- **Exercise task**:
Retype the entries exactly, starting at the very first line and ending at the line that contains "[(145, 132)]", with both of those lines included.

- **Record excerpts**:
┌──
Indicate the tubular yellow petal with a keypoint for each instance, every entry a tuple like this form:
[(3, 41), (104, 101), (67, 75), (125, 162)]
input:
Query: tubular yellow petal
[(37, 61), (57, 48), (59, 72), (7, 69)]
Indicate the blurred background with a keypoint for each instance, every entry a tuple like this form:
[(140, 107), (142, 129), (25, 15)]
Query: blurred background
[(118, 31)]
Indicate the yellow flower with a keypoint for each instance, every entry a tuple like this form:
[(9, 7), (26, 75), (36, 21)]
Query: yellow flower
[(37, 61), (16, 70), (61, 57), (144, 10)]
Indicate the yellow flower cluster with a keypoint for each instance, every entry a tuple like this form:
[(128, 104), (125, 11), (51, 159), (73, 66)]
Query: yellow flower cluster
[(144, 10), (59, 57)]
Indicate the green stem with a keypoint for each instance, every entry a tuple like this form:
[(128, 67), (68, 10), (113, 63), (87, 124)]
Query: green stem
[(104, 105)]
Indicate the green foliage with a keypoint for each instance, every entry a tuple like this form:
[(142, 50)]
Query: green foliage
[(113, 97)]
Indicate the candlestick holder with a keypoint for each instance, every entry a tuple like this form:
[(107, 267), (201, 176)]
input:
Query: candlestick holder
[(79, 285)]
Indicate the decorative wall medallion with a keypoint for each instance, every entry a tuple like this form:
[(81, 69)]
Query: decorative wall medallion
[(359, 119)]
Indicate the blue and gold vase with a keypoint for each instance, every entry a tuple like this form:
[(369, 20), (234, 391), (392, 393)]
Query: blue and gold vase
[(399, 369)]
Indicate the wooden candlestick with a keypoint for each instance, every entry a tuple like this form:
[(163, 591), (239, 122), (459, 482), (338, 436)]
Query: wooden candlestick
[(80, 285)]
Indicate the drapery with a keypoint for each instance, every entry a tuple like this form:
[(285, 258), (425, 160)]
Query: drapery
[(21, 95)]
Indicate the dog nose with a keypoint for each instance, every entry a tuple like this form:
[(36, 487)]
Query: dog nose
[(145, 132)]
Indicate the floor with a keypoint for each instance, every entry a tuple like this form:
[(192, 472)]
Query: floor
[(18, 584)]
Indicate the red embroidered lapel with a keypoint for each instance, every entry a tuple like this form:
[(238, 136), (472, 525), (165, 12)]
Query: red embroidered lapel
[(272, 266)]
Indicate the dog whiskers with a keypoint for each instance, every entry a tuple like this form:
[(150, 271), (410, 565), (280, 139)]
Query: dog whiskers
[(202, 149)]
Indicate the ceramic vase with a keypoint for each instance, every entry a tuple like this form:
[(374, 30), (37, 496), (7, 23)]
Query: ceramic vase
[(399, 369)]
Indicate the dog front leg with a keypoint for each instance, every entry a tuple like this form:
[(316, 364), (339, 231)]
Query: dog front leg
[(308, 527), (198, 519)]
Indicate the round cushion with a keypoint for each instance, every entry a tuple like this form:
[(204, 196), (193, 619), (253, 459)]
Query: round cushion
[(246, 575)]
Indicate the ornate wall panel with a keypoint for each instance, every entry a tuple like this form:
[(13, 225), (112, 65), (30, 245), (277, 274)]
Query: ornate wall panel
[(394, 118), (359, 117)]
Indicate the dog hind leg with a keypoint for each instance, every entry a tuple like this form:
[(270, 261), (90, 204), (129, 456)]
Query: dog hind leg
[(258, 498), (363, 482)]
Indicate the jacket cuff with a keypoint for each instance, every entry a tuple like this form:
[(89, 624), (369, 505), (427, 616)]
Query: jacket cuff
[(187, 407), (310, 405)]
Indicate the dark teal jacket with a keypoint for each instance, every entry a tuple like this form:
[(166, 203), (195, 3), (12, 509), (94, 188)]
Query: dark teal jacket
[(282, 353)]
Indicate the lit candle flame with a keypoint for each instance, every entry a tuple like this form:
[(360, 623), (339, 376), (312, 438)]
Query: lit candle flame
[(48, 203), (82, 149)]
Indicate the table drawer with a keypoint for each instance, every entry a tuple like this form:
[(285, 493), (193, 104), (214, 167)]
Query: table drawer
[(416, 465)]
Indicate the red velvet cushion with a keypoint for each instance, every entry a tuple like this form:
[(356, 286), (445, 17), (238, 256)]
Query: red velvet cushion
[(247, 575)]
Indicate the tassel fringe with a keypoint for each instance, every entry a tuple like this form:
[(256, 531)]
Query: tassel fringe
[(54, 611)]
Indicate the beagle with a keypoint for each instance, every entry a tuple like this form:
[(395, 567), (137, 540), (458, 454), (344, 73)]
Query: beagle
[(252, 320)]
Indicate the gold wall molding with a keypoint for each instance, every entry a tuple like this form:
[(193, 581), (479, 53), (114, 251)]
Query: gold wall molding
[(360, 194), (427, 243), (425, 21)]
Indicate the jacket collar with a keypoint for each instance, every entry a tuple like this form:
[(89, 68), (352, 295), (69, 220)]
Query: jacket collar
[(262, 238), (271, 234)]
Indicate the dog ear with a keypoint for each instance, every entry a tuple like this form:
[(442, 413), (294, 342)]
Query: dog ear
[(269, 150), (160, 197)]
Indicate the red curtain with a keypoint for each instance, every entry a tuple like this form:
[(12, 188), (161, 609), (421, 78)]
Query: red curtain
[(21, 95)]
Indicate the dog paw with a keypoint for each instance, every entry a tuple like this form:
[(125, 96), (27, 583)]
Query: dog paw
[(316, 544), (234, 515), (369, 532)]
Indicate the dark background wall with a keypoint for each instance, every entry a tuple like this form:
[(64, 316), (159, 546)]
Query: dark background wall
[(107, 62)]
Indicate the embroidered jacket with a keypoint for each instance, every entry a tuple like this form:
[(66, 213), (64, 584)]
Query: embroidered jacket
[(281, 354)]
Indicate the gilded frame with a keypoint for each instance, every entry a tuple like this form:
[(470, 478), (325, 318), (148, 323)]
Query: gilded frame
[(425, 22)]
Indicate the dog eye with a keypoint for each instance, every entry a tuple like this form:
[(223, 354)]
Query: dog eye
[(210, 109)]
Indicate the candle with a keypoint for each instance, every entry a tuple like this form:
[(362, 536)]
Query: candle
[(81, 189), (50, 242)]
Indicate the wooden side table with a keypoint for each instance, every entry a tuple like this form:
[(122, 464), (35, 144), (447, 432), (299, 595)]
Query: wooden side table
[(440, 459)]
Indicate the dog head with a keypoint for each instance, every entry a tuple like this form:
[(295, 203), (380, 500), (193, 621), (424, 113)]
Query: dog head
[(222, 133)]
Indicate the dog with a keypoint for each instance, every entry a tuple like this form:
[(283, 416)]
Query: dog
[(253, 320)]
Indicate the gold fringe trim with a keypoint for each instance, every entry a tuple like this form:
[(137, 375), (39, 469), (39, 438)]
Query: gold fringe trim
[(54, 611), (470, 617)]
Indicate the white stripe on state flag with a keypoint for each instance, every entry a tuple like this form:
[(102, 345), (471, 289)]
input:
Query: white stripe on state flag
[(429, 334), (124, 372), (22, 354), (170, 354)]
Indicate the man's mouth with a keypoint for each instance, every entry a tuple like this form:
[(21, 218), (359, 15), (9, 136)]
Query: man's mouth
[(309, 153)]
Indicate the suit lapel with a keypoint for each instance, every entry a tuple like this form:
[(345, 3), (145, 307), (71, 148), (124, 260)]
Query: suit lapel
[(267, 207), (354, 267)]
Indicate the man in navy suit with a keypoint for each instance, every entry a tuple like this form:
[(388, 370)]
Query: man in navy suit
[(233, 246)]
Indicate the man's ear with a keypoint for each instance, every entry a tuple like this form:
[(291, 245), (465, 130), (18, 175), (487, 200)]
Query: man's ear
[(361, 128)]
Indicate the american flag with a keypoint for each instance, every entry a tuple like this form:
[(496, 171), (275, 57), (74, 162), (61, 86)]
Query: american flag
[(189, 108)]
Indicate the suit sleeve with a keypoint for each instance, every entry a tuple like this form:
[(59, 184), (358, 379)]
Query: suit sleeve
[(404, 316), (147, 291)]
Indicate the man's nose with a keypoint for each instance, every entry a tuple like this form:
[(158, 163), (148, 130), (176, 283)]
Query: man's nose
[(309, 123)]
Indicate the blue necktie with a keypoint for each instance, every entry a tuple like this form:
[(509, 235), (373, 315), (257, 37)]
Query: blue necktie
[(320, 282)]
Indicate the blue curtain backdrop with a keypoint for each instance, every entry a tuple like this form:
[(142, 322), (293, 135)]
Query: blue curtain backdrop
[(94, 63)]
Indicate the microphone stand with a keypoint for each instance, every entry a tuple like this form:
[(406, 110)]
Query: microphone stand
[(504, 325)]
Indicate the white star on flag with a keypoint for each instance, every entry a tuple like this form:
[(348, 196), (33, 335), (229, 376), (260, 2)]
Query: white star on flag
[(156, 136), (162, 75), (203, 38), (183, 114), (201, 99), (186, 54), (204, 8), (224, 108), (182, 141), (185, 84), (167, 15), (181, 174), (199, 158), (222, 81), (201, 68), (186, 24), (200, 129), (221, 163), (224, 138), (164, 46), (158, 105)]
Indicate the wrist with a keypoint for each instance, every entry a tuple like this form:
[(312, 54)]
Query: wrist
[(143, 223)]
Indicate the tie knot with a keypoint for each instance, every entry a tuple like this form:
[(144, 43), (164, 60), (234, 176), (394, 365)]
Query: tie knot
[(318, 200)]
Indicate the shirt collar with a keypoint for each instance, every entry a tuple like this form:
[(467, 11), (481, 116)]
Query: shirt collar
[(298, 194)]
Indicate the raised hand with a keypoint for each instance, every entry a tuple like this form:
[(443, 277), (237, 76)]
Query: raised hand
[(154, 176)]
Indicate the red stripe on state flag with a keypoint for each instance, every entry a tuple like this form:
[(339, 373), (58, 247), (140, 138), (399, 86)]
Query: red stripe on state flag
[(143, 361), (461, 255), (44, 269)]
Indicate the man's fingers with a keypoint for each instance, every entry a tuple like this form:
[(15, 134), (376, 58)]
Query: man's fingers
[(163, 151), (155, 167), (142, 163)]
└──
- **Response to this task**:
Indicate the tubular yellow petal with a keypoint for each instance, every entry a tuple like this form:
[(3, 41), (104, 101), (67, 75), (125, 162)]
input:
Query: tubular yellow petal
[(37, 61), (57, 48), (59, 72), (7, 69)]
Indicate the blurred background with a keypoint for each instance, every entry a tuple like this form:
[(140, 107), (142, 129), (25, 15)]
Query: blurred background
[(118, 31)]
Indicate the yellow flower with a keypoint for each instance, every entry a tuple like this form:
[(9, 7), (26, 75), (36, 21)]
Query: yellow flower
[(37, 61), (16, 70), (61, 57), (144, 10)]
Indicate the yellow flower cluster with a keypoint for each instance, every entry a tuple like this form:
[(128, 104), (125, 11), (51, 159), (73, 66)]
Query: yellow flower cluster
[(144, 10), (59, 57)]
Indicate the green stem with a keypoint for each instance, every entry a tuple like this form:
[(128, 67), (68, 10), (113, 63), (87, 124)]
Query: green stem
[(104, 105)]
Indicate the green foliage with a keypoint for each instance, every entry a tuple like this form:
[(142, 50)]
Query: green foliage
[(113, 97)]
Indicate the candlestick holder with a keypoint for each instance, every entry a tuple like this form:
[(107, 267), (201, 176)]
input:
Query: candlestick holder
[(79, 285)]
Indicate the decorative wall medallion with a keypoint for each instance, every entry a tuple like this form:
[(81, 69)]
Query: decorative wall medallion
[(359, 119)]
Indicate the blue and gold vase with a keypoint for each instance, every entry a tuple like this form:
[(369, 20), (234, 391), (392, 393)]
Query: blue and gold vase
[(399, 369)]
Indicate the wooden candlestick with a keypoint for each instance, every entry a tuple like this form:
[(163, 591), (239, 122), (459, 482), (338, 436)]
Query: wooden candlestick
[(80, 285)]
Indicate the drapery with a keypoint for each instance, every entry a tuple like this form:
[(285, 258), (425, 160)]
Query: drapery
[(21, 95)]
Indicate the dog nose with a keypoint for each instance, every entry a tuple like this form:
[(36, 487)]
Query: dog nose
[(145, 132)]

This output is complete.